Deixa, porém, de sê-lo quando as quantidades e as qualidades de saber in-utilizam partes já numericamente disfuncionais e disfuncionantes da sociedade.

Fazendo dos indivíduos entidades in-úteis a montante [i.e. enquanto mão de obra] porém indispensáveis a jusante [ou seja, como mercado].

O fim parece evidente: ou o capital aceita renegociar a divisão social da riqueza, renegociar o contrato social existente [se não pode já financiar---ou melhor: usar o Estado social para gerir o processo de refinanciamento do mercado fazendo, desde logo, circular dinheiro proveniente dos impostos; se não pode já financiar, dizia, o des-emprego porque este atingiu níveis objectivamente ingeríveis, só lhe resta aceitar pôr em causa a propriedade, começando pelos lucros que ela gera] ou em alternativa é todo o sistema que se torna ingovernável e objectualmente im-possível.

Ora, a posição das Esquerdas hoje tem de passar pela percepção muito clara daquela dicotomia ou daquele 'dilema sistémico', digamos assim.

Ora, o que eu digo é, por outro lado, que o orçamento do estado poprtuguês assenta na ideia de que nada disto é facto e que é possível mantendo ingtocável o actual regime de propriedade do capital manter o sistema a funcionar.

Sem alteração, pois, do contrato social e até político.

Sucede que, a meu ver, a posição de Esquerda, que deve partir daqjuela ideia básica que acima refiro, só pode ser a de que havendo incumprimento do contrato social vigente [porque o dinheiro público deixou de render juros ou lucros na forma de emprego] não faz sentido agir como se tal incumprimento não se tivesse verificado já e fosse justo e fosse igualmente possível manter operativo o sistema exactamente como está.

Ou seja: mantê-lo a funcionar com o expediente de transformar ou "mutar" o capital invisível [os impostos sobre o trabalho e sobre quem trabalha] deixando de fazê-los passar pela própria figura do emprego e indo agora buscar indiscriminadamente dinheiro onde quer que ele esteja desde que não seja, como seria socialmente justo que fosse, à propriedade.

Renegociando a participação da propriedade no capital público pela simples razão de que é o projecto primário de replicar continuamente a propriedade que levou às actuais disfunções e desequilíbrios.

Não é, com efeito, "por haver trabalhadores" que há desemprego, que há crises e que o sistema deixa a prazo de poder recapitalizar-se com recurso à mediação do Estado dito 'social': é porque o capital "mutou" o saber em tecnologia e esta numa propriedade primariamente privada e por este meio conduziu à ruptura dos equilíbrios internos que garantiam a solidez objectual de todo o modelo.
——————
* O que se pede:
**a.** Indique se cada afirmação está de acordo com o texto sobre o capital e o contrato social: (i) o desemprego existe por haver trabalhadores; (ii) os indivíduos são indispensáveis a jusante, como mercado; (iii) o capital transformou o saber em tecnologia. Responda sim ou não a cada uma e cite as palavras exatas do texto que o comprovam.
**b.** No texto sobre o capital e o contrato social, que impostos são designados como capital invisível?
**c.** Por favor, prossiga o texto sobre o capital e o contrato social a partir do ponto em que termina.

* Material fornecido:
——————
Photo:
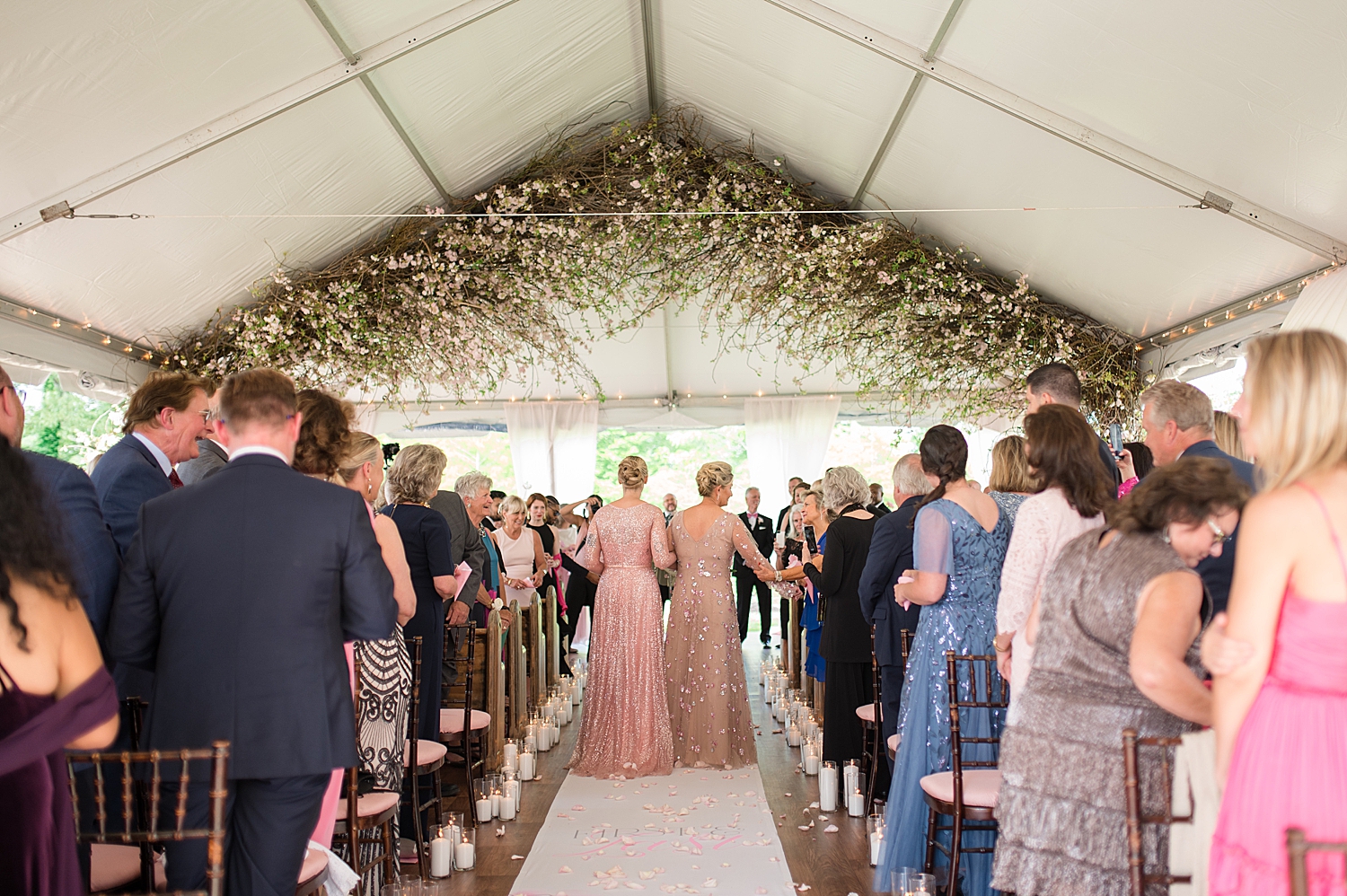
——————
* Respostas por tarefa:
**a.**
(i) Não: «Não é, com efeito, "por haver trabalhadores" que há desemprego».
(ii) Sim: «porém indispensáveis a jusante [ou seja, como mercado]».
(iii) Sim: «é porque o capital "mutou" o saber em tecnologia».

**b.** Os impostos sobre o trabalho e sobre quem trabalha.

**c.**
Agora, este persiste em ir refinanciar-se onde já não há trabalho [onde há pensões, subsídios sociais, rendimentos mínimos e por aí adiante] ou onde o que é há só sendo intensivamente sobre-onerado pode ir ainda custeando o sistema [é claramente, queiramo-lo ou não, a teoria, a filosofia, que está implícita no orçamento] e em manter inalterável a participação do capital no custeio do sistema---e isto é obviamente político.

É política.

É preciso que percebamos muito claramente o seguinte: pode quem trabalha custear [e é isso o que tem acontecido] pagar o preço de algumas das disfunções mais básicas inevitavelmente geradas pelo paradigma capitalista: os trabalhadores por si sós não são factor nem causa de desemprego mas "compram" com os impostos que pagam, desde logo sobre o trabalho, para além das mercadorias que produzem [possibilitando, como mercado, que todo o sistema funcione] um lugar na sociedade para os não-empregados que não fizeram, todavia, coisa alguma para gerar.

Quando, todavia, passam eles mesmos para o campo dos desempregados; quando o desemprego alastra de forma inevitável por crescimento do espaço do capital fixo na produção e todo o sistema inclina perigosamente para um lado, qualquer posicionamento político [é manifestamente o caso do orçamento!] que parta do princípio que é tudo, na realidade, uma questão de quantidade [i.e. de aumentar os valores do capital invisível a fim de "comprar mais futuro" para um sistema que está, porém, como vimos e por tudo quanto vimos, na forma actual, ferido de morte] coloca-se obviamente numa posição da qual lhe é impossível "ver esse mesmo futuro", possivelmente, mesmo o futuro próximo, do sistema.

Como comecei por dizer a questão é política e a solução só pode sê-lo também.

E passa, a meu ver, por aquele ideia ou aquele princípio de que o papel da propriedade privada não é o de colocar-se «entre a realidade e a vida».

Na natureza [não é difícil demonstrá-lo!] as formas existentes de propriedade [os territórios de caça, desde logo] é ou são uma "variável funcionante" do processo ou processos específicos de possibilitação natural da vida, nunca uma constante externa. exógena e independente desse processo.

O limite natural das formas ecológicas de propriedade é essa capacidade para gerar modelos de uso entendidos como operativos e operantes no contexto da possibilitação contínua e ulterior de Vida.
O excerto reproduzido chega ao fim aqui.